### [Goal of the exercise]
Quote each line below that contains the string "chrome", matching case exactly.

### [Material shown]
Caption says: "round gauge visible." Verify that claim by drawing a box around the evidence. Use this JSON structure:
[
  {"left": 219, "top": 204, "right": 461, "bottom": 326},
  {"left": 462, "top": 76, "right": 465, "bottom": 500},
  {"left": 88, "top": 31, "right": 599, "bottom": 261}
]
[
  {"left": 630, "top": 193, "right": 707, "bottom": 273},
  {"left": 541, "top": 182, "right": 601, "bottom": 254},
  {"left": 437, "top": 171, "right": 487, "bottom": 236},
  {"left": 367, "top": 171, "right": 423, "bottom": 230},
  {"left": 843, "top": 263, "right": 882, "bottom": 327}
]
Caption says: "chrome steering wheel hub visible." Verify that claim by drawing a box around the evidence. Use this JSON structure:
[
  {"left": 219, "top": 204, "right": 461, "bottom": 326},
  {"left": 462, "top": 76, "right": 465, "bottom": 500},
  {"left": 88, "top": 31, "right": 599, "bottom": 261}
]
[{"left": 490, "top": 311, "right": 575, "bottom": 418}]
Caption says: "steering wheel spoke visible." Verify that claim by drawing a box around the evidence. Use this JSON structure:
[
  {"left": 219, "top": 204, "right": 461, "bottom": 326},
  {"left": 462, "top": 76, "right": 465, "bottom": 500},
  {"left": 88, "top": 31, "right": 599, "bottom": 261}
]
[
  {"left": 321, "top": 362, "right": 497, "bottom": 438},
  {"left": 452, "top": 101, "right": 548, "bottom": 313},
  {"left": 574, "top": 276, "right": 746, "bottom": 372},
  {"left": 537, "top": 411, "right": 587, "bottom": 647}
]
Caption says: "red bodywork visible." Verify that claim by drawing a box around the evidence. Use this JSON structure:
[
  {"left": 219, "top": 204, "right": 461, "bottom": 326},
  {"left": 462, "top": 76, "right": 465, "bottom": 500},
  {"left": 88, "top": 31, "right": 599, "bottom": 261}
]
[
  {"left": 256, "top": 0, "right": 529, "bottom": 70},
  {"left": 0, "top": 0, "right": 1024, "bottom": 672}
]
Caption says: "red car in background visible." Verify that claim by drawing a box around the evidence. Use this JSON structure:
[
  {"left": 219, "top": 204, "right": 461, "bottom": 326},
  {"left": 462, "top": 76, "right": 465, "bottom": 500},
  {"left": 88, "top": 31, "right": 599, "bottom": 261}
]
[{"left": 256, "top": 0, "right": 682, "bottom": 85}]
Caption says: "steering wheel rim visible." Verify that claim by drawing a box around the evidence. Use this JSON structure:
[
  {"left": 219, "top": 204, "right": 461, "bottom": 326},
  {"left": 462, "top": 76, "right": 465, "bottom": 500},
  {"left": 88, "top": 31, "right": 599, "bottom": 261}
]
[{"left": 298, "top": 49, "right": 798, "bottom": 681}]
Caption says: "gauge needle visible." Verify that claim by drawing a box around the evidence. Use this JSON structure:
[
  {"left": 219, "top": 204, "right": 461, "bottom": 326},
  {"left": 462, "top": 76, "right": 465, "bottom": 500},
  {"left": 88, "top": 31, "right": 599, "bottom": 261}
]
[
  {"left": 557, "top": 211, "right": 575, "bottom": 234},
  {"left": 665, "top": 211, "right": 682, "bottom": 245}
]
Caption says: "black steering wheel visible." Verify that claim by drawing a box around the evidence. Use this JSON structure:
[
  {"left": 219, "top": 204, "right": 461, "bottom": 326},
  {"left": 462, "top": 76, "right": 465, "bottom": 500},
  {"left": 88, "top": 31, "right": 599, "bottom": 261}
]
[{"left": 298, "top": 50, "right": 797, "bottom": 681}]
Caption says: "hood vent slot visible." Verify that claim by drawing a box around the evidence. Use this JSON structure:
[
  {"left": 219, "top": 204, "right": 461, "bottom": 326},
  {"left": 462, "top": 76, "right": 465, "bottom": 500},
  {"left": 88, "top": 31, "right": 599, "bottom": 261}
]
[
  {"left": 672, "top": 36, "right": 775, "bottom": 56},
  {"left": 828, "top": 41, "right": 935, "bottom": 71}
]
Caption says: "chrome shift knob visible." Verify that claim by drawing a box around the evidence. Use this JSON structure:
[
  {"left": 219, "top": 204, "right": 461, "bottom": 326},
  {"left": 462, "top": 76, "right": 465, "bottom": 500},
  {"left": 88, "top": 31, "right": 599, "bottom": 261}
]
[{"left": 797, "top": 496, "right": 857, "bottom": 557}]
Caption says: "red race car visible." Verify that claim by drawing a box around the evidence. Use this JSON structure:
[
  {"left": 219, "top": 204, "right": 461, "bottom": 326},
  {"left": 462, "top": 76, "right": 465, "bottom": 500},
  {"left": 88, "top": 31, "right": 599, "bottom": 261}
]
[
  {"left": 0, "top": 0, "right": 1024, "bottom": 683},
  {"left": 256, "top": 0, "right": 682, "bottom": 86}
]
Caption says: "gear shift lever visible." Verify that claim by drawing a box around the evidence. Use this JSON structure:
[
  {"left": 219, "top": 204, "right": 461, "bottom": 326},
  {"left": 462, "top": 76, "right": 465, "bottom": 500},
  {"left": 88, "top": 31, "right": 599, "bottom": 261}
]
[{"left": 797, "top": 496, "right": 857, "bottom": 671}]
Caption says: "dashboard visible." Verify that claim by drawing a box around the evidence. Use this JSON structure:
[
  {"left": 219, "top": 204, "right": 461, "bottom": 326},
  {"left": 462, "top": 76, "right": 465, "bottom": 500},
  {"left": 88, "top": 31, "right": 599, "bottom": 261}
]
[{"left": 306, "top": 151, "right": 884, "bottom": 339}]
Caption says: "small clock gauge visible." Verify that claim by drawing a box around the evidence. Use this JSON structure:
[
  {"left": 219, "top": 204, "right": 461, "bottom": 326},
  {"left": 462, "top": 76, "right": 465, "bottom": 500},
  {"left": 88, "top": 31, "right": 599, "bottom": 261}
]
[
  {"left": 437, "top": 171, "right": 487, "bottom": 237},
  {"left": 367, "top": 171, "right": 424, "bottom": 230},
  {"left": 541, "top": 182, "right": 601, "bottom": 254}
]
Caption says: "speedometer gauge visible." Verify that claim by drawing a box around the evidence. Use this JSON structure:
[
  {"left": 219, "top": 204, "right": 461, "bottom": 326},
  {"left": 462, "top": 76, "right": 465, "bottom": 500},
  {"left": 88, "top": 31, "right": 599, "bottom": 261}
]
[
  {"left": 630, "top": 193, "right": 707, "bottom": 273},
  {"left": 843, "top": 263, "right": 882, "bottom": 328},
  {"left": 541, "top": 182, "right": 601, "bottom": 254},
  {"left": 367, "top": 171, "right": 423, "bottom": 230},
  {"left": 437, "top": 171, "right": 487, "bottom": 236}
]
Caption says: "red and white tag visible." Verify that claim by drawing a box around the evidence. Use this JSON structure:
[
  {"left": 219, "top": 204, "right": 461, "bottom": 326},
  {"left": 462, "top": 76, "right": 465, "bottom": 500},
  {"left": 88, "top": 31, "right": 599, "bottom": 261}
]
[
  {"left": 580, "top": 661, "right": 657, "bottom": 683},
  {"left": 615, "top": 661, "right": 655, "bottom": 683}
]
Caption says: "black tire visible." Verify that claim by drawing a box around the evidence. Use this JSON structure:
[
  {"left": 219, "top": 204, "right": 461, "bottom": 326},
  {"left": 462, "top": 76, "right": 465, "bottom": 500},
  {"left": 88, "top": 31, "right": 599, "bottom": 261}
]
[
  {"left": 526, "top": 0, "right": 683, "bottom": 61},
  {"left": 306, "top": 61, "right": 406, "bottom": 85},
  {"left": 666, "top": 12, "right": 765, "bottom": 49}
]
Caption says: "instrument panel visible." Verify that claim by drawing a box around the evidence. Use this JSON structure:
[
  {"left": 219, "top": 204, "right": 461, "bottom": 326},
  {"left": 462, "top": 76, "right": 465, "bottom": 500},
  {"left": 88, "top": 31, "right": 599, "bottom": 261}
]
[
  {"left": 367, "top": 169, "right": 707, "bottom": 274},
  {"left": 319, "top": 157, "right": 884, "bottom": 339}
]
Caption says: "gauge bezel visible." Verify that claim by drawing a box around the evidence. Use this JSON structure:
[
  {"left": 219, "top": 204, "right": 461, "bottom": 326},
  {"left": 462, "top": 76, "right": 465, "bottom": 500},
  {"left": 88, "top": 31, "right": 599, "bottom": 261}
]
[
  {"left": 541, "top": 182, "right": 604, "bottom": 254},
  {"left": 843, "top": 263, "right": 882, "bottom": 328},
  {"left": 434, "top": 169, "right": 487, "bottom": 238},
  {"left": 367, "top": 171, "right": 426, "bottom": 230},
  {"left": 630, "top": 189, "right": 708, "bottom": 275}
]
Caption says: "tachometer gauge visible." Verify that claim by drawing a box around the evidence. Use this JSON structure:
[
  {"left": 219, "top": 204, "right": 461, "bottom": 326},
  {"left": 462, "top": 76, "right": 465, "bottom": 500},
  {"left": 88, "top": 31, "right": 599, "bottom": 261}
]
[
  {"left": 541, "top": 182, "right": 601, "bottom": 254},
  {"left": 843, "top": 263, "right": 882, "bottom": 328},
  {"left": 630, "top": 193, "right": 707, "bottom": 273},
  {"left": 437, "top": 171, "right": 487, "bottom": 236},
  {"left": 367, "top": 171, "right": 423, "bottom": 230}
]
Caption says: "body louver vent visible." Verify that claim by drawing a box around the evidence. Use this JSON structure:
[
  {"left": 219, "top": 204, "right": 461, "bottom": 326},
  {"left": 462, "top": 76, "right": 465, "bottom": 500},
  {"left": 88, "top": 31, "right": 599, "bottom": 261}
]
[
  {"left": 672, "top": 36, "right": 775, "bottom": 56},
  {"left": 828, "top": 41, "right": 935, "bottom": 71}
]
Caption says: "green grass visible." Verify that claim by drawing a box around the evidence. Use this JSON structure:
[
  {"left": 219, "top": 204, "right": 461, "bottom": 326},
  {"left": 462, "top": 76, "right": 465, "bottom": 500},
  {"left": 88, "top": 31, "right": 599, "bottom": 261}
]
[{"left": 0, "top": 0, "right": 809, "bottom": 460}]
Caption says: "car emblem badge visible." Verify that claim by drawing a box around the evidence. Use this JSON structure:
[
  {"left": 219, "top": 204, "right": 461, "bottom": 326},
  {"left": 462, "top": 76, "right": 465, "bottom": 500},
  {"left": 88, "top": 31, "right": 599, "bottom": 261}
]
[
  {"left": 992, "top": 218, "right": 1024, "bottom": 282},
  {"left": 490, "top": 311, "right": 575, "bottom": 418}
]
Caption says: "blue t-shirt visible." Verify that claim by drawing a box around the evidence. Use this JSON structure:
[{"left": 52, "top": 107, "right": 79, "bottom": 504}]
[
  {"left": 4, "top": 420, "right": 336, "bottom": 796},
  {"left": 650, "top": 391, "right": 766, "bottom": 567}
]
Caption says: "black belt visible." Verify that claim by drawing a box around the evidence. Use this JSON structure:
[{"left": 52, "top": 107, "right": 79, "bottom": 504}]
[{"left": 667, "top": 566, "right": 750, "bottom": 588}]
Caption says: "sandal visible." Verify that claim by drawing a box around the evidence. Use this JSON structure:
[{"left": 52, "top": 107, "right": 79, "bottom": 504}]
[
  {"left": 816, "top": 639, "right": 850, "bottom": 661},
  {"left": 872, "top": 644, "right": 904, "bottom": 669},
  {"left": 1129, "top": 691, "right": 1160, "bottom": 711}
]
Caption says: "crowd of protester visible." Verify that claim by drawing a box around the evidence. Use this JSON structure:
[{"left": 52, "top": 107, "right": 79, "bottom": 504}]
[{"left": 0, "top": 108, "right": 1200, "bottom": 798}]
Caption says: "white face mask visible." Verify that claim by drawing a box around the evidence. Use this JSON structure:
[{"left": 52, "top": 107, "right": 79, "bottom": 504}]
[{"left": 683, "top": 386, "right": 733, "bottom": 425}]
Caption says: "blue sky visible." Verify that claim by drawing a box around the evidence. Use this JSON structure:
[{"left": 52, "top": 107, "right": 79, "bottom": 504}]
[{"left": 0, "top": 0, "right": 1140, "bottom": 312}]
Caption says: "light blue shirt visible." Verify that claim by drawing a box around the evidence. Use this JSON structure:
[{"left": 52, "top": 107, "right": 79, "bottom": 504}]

### [Exercise result]
Caption says: "chrome steering wheel hub visible." Verify that claim by drawing a box around the evidence. Use this JSON structure:
Caption says: "chrome shift knob visible." Verify that claim by drawing a box around the evidence. Use this JSON structure:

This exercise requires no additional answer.